** Start SELECTED TEXT **

Now … consider Australia’s copyright laws. Australia’s Copyright Act dates back to the 1960s – it predates colour television, FM stereo radio and of course the internet. While there have been substantial changes to the Act in recent years – as a result of both the Digital Agenda amendments and the US/Australia Free Trade Agreement amendments, in some ways the law remains very much the same as when it was first enacted.

Currently, as an Australian consumer there is a bunch of things you can’t do under the Copyright Act which your friends in America (for example) can do. You can’t time shift on your VCR (record a program now, so that you can watch it tomorrow). You can’t purchase a CD, rip it, and then convert it to a digital file, so that it can be played on a digital player. Finally, you can’t make “backup” copies of your legitimately purchased music CDs either.

Recently, I wrote about the lack of availability of many hit songs such as Jesse McCartney’s recent national #1 single from authorised digital music providers in Australia. This means potentially, any Australian with Jesse’s song on their digital music player has broken the law. So what if you shelled out $30 for a Jesse album? You still can’t rip it, and No, you can’t have your money back! If you’re the one with the Jesse song on your iPod, welcome to the world of copyright infringement. Remember, we’re not just talking kiddie pop. In most cases you can’t legitimately download classic hits by acts such as the Beatles either.

If you take pride in your eclectic CD collection, there’s a good chance you’d want to protect your babies. Maybe when you go for that drive, rather than taking your favourite CDs with you, you’d rather burn a copy and take that with youin case the original gets scratched or thrown in the sand. Or perhaps you’d do the modern version of the mix tape – the digital mp3 compilation CD. This isn’t a new concept. I remember I gave a former girlfriend a mixtape. I thought it was cute and very personal … she thought it was cheap. (I did say former. Maybe I shouldn’t have used a “G-Tape”, the TDK “ADXs” were always better.) In any event, all of these actions are potentially illegal under current Australian copyright law.

Effectively, Australian copyright laws have turned Australians into a nation of copyright criminals and intellectual property “pirates”. Where’s Johnny Depp and Douglas Fairbanks Jr. where you need them? It’s unlikely the Australian Federal Police would ever investigate individuals for offences such as illegally copying a CD or making a mix. However copyright owners could commence proceedings against individuals who for example, burn MP3 CDs for personal use, from music they have purchased, at any time. If the law is on the books, it can be used.

Trust … or not?
So, should we trust the recording industry not sue individuals for backing up their CDs or making MP3 copies of CD singles they have purchased?

** End SELECTED TEXT **
** Start DATA SUPPLIED **

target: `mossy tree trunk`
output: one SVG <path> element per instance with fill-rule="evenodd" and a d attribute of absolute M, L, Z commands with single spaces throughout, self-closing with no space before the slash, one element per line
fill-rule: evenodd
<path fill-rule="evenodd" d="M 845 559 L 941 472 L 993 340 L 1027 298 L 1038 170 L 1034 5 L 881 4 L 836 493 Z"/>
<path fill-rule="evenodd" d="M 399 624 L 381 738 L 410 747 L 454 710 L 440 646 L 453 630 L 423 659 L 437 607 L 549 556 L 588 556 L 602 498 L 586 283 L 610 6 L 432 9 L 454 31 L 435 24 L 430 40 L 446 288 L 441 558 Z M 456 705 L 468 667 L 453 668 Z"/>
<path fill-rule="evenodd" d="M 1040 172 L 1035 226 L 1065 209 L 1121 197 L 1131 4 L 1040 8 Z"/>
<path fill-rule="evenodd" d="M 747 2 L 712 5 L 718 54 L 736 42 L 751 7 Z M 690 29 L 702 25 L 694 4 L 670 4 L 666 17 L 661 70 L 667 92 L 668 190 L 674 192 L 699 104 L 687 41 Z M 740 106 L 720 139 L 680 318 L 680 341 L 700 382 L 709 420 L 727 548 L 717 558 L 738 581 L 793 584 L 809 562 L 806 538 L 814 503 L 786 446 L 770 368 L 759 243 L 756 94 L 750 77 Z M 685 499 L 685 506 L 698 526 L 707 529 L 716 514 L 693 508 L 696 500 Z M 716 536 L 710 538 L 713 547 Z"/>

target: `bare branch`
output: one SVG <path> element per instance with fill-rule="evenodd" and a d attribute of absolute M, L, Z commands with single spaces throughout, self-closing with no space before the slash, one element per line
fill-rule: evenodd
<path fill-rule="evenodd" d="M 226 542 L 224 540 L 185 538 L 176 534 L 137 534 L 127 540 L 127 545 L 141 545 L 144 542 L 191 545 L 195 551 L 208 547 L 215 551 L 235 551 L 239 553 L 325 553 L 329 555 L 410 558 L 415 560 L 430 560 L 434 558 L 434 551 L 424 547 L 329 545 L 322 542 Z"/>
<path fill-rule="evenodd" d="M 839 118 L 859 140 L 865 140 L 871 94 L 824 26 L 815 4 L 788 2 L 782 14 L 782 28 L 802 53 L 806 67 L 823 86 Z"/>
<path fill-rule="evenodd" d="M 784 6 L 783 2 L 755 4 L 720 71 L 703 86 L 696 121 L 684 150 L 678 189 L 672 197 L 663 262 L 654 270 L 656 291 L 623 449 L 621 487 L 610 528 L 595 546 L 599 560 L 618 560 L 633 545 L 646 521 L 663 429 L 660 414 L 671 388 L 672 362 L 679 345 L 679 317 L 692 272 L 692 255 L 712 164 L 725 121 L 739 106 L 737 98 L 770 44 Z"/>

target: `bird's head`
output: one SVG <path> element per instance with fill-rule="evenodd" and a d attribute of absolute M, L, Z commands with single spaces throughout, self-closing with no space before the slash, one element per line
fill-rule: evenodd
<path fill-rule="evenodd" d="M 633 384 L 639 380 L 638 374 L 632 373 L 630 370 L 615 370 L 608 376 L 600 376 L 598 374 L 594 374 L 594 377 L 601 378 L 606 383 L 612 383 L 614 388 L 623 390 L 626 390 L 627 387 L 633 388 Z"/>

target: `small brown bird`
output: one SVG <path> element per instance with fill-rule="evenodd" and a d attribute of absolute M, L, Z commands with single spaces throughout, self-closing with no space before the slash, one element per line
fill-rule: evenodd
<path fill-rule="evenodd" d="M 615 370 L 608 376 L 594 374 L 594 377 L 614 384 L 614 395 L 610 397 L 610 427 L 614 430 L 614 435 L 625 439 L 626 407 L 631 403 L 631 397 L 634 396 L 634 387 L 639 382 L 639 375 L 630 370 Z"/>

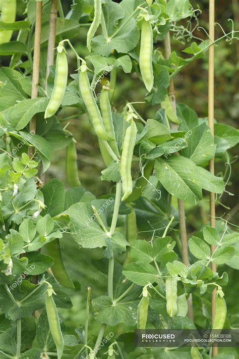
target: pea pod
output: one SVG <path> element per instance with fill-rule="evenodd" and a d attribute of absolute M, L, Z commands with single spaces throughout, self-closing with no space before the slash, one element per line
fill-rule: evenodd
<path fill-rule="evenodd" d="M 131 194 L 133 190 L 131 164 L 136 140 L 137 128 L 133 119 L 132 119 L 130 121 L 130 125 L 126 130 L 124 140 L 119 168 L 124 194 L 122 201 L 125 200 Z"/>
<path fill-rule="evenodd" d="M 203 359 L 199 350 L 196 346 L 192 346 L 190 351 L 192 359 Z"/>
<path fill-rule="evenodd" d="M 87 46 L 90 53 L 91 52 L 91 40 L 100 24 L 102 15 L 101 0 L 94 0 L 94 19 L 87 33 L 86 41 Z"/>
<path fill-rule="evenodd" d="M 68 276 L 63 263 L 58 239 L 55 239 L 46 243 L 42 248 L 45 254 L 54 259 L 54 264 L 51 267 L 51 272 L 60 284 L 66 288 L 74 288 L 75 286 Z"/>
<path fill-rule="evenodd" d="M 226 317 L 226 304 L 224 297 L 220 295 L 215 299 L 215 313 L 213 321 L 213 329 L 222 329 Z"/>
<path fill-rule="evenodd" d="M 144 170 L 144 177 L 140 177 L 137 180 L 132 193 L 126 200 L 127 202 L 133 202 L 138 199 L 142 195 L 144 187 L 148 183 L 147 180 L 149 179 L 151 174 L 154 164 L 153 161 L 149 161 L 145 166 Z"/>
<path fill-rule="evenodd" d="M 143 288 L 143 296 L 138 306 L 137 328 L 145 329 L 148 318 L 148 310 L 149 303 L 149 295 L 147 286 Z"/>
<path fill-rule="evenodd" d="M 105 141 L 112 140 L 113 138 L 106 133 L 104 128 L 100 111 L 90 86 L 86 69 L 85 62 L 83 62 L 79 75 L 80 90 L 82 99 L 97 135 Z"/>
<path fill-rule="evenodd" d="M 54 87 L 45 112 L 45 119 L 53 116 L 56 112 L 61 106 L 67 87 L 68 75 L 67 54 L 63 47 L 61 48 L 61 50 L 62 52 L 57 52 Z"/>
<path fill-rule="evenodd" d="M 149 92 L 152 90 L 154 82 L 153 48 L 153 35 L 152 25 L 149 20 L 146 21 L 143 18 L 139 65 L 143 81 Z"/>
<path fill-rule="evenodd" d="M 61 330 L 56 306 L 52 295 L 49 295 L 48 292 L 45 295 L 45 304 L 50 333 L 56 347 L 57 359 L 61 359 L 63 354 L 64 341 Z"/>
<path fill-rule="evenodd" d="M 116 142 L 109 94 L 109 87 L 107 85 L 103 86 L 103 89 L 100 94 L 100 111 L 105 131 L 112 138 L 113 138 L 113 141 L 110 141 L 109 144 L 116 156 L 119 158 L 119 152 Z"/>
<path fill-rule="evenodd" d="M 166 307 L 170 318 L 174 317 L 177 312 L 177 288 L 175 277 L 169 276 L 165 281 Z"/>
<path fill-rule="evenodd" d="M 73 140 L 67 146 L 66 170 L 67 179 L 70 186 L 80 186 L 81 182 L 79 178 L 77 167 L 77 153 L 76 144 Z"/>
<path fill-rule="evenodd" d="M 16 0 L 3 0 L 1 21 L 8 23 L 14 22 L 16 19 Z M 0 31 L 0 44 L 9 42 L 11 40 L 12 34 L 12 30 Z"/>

** End DATA SUPPLIED **

(TASKS)
- A) In the piece on Australian copyright law, what decade does the Copyright Act date back to?
- B) Decide whether each statement agrees with the piece on Australian copyright law, answering yes or no and quoting the deciding words: (i) The Copyright Act predates the internet. (ii) Australian consumers may make backup copies of music CDs they legitimately purchased. (iii) The Australian Federal Police are likely to investigate individuals for copying a CD.

(EXERCISE RESPONSES)
- A) The 1960s.

- B)
(i) Yes: "it predates colour television, FM stereo radio and of course the internet"
(ii) No: "you can’t make “backup” copies of your legitimately purchased music CDs either"
(iii) No: "It’s unlikely the Australian Federal Police would ever investigate individuals for offences such as illegally copying a CD or making a mix"